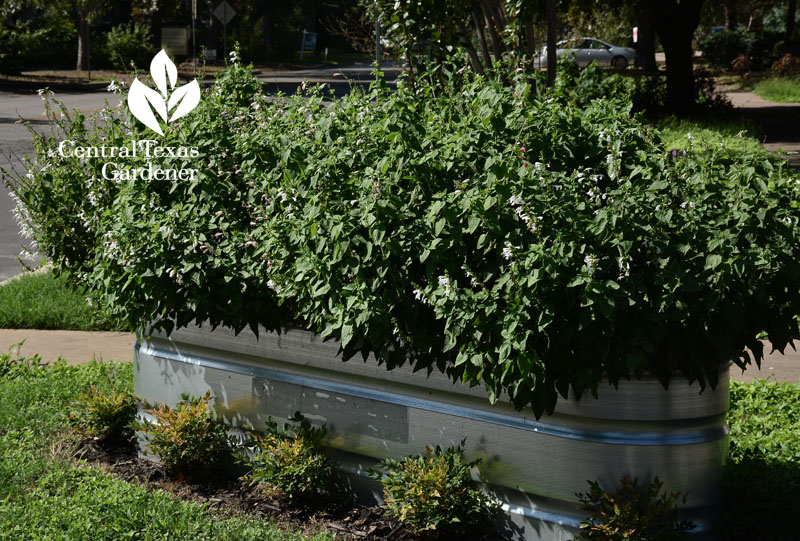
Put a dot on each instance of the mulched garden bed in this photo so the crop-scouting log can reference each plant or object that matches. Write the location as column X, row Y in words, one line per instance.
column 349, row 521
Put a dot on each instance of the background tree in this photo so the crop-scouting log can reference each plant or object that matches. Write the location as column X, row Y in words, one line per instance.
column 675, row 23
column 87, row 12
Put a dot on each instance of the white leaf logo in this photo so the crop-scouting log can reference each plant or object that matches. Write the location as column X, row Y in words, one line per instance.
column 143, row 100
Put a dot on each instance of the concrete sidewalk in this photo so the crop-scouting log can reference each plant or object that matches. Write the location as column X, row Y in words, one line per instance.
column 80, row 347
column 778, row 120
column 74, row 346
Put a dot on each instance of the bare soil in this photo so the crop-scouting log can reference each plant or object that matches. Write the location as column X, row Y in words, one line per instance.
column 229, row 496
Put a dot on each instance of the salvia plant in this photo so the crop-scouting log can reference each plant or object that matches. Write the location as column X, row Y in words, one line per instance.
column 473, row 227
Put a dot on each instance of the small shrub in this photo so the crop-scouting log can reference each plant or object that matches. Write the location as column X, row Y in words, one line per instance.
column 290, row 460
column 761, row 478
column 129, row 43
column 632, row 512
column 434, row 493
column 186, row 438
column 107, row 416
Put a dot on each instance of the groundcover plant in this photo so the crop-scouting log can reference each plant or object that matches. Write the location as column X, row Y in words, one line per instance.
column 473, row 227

● ● ● ●

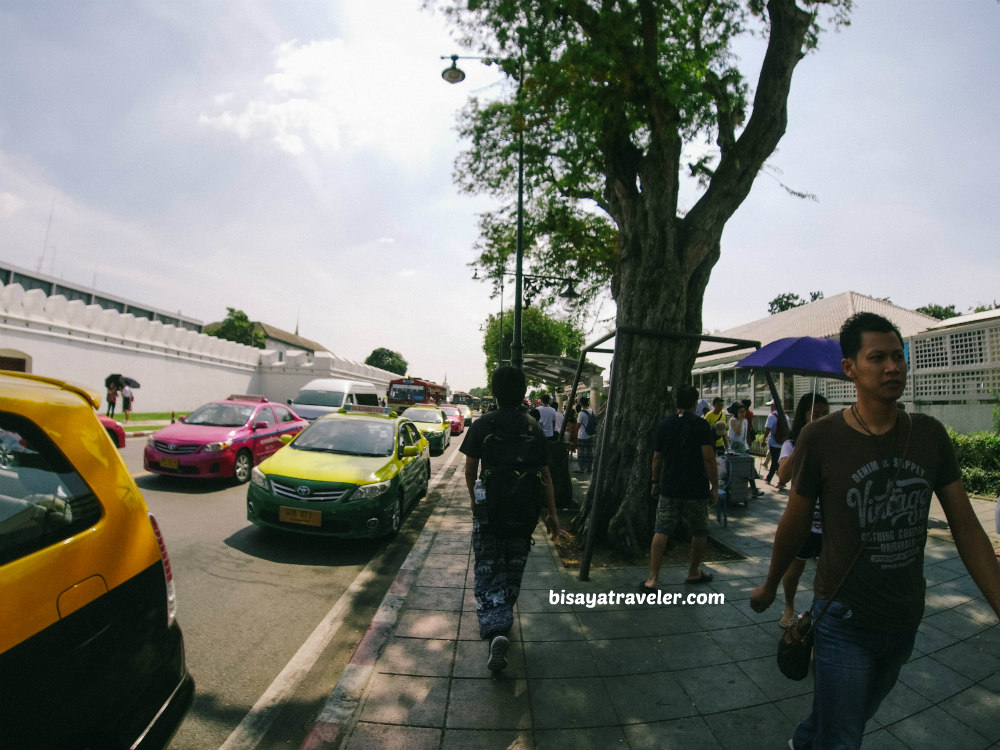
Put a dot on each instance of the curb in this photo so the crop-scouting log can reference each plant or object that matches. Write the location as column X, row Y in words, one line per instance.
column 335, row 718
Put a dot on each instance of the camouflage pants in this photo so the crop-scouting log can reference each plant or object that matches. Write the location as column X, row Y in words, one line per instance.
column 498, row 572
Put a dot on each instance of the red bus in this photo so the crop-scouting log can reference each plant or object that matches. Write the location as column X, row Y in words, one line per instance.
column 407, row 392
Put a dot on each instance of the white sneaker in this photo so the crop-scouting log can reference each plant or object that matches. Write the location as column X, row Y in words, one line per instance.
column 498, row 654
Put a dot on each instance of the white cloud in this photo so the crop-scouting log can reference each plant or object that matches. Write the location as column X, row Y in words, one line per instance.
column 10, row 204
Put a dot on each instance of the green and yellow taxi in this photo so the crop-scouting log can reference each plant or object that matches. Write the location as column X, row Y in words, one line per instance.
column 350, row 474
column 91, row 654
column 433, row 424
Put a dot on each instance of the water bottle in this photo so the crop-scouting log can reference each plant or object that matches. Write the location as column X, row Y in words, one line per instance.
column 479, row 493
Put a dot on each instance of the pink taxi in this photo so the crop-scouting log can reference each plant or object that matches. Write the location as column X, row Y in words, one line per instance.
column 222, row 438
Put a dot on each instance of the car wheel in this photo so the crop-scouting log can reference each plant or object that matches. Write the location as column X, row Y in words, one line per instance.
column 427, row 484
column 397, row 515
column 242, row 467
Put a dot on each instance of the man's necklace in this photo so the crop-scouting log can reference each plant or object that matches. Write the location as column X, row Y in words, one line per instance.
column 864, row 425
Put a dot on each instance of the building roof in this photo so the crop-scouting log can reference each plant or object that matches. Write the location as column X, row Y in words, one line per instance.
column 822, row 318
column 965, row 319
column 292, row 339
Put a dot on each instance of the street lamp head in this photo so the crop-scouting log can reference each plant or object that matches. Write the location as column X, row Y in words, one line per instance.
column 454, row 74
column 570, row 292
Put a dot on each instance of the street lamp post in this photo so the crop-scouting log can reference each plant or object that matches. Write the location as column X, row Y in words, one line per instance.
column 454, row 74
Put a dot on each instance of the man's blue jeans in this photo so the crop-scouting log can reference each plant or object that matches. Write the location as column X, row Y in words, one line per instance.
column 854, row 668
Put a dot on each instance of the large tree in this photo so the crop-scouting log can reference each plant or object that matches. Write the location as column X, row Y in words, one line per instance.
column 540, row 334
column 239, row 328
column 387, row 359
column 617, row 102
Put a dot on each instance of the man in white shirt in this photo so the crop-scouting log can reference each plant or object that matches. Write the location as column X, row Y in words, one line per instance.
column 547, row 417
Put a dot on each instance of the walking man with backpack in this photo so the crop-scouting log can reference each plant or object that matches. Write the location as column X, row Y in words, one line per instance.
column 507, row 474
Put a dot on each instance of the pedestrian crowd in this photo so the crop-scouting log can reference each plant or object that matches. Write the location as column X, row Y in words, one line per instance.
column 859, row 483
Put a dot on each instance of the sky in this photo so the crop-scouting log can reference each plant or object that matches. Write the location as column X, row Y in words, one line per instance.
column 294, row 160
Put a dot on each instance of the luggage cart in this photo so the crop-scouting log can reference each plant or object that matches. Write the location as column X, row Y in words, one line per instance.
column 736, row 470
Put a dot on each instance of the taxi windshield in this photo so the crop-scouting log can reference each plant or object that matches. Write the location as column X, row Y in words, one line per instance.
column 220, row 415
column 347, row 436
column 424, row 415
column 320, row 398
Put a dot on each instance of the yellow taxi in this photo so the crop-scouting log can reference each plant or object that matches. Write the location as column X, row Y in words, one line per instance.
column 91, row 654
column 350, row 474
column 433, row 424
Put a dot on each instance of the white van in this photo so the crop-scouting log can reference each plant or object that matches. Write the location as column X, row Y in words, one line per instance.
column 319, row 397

● ● ● ●

Written problem: Count the lines in the items above that contain the word "yellow", treating uppercase and lowercase as different, and give only the number.

Correct response: 2